Required task: Please state how many lines of the records below contain the word "place", giving only the number.

Information supplied:

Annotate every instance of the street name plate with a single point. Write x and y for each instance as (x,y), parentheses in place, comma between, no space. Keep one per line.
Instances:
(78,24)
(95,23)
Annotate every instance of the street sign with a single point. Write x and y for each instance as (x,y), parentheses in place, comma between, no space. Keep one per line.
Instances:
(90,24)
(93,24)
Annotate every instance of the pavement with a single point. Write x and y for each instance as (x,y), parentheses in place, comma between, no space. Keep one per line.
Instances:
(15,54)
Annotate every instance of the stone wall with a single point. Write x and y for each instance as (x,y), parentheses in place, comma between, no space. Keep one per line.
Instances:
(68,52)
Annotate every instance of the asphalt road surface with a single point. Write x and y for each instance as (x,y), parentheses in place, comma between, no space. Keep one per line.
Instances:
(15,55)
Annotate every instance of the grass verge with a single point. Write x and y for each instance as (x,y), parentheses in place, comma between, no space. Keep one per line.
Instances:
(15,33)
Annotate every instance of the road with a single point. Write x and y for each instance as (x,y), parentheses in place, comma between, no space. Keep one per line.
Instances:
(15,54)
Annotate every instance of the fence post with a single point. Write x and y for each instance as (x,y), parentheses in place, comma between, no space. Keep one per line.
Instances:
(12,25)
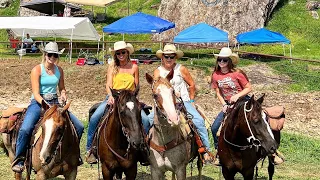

Response for this exercise: 8